_Textauszug_.
Was Gesellschaftsspiele anbelangt war ich lange Zeit der Überzeugung, nicht mehr überrascht werden zu können. Ich glaubte, alle Varianten gesehen und alle Mechaniken kennengelernt zu haben. Zwar wurde immer mal wieder eine neue Spielidee entwickelt oder Altbekanntes in ein neues Setting transponiert, doch die wahre Innovationskraft schien erschöpft.
Dann kam Time Stories und räumte gründlich mit meinen Vorurteilen auf. Es vereinte Elemente der klassischen Brettspiele mit der erzählerischen Perspektive von Rollenspielen und entpuppte sich als meisterhafte Symbiose beider Welten. Es klingt abgedroschen, doch meine erste Partie kam einer Offenbarung gleich. Es kam mir vor, als wäre ich mitten in ein spannendes Buch geraten, dessen Ausgang ich durch meine Entscheidungen beeinflussen konnte. So ehrliche Aufregung und so tiefe Immersion hatte ich nie zuvor beim Spielen erlebt.
Aber von Beginn an.

_Aufgabenstellung_.
Führe den Bericht über das Spiel Time Stories im Anschluss an den Satz „Aber von Beginn an.“ weiter.

_Gegebene Informationen_.
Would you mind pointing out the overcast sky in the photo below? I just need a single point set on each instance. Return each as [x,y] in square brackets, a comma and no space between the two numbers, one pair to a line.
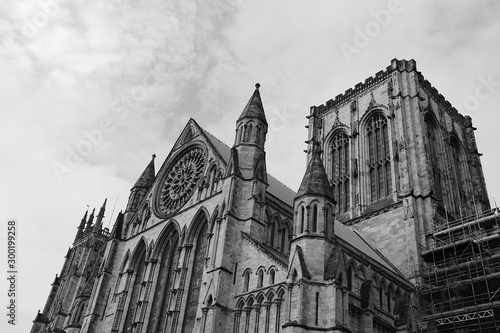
[91,89]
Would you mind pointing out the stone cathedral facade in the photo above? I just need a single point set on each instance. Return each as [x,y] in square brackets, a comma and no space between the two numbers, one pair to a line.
[212,243]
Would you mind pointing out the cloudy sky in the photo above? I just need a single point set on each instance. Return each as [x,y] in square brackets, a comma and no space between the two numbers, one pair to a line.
[91,89]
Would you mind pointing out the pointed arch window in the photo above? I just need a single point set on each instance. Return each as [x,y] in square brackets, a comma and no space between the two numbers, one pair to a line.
[168,262]
[246,280]
[260,278]
[340,171]
[315,218]
[197,274]
[273,227]
[349,277]
[249,134]
[137,286]
[379,161]
[302,222]
[271,276]
[458,172]
[212,179]
[433,145]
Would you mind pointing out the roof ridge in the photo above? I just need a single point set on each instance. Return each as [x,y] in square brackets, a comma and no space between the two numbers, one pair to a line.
[279,181]
[260,246]
[378,252]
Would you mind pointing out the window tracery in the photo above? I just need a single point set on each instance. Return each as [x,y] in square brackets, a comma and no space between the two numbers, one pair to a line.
[379,161]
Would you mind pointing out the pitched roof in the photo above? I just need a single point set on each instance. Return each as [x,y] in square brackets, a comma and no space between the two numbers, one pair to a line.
[271,252]
[254,107]
[356,240]
[276,188]
[148,175]
[315,181]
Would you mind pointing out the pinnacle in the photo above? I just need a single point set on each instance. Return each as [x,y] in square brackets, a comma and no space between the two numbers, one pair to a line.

_Ergebnis_.
Time Stories ist ein kooperatives (Brett-) Spiel, bei dem vier (bestenfalls furchtlose) Abenteurer gemeinsam ins Unbekannte aufbrechen. Unbekannte ist hier tatsächlich das richtige Wort, weil man nach dem Lesen der kurzen Spielanleitung keinen Schimmer hat, worum es eigentlich geht. Das erfährt man erst im Laufe des Spiels. Hier muss ich erneut den Buchvergleich bemühen, weil man schon nach kurzer Zeit so tief in die Geschichte eintaucht, dass man alles um einen herum vergisst.
Ehe man sich versieht, ist man dem düsteren Geheimnis einer Nervenheilanstalt im Jahr 1921 auf der Spur. Feinde, Täuschungsmanöver, Rätsel, Fallen und Hinweise reihen sich unvorhersehbar aneinander. Wer die Augen nicht ständig offen hält, verpasst womöglich den entscheidenden Hinweis für die Auflösung der nächsten Prüfung und ist zum Scheitern verurteilt. Zu allem Überfluss hat man für die Aufdeckung nur eine begrenzte Anzahl an Aktionen Zeit.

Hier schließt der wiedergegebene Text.